Would you please restate the data exactly as it stands, apart from the pictures?

........

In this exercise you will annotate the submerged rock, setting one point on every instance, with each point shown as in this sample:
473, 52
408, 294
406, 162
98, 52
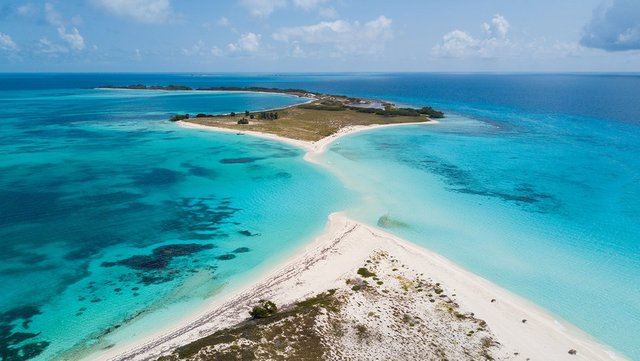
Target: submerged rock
387, 222
160, 257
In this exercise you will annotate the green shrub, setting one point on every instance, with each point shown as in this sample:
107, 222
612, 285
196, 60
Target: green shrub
365, 272
263, 310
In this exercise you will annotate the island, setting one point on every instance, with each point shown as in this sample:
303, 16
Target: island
323, 115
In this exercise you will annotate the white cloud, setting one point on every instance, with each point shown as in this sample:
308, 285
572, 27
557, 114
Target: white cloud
328, 13
27, 9
263, 8
6, 43
196, 49
343, 36
615, 27
455, 44
74, 39
215, 51
458, 43
143, 11
498, 28
223, 22
53, 17
249, 42
308, 4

........

Exercise response
In this exercise you will annotate the submerged rock, setting one point on every instance, with each point shown as in this sample:
473, 52
408, 294
406, 162
98, 52
Target: submerged rock
387, 222
160, 257
In this exercise you will annotate the green shrub, setting one point on every instance, with each point shown as in this sample:
107, 222
612, 285
196, 60
Target: green shrub
365, 272
263, 310
In this exercise you will annotate the island, setting one point on every instance, with each point shown as in this sample:
303, 16
Target: island
323, 115
In this exercise you will annotate the white cloud, setting one point on every instance, with each point shown as in this sample:
308, 285
572, 27
557, 114
Target: white cloud
328, 13
27, 9
263, 8
6, 43
196, 49
343, 36
615, 27
455, 44
74, 39
215, 51
458, 43
143, 11
498, 28
223, 22
53, 17
249, 42
308, 4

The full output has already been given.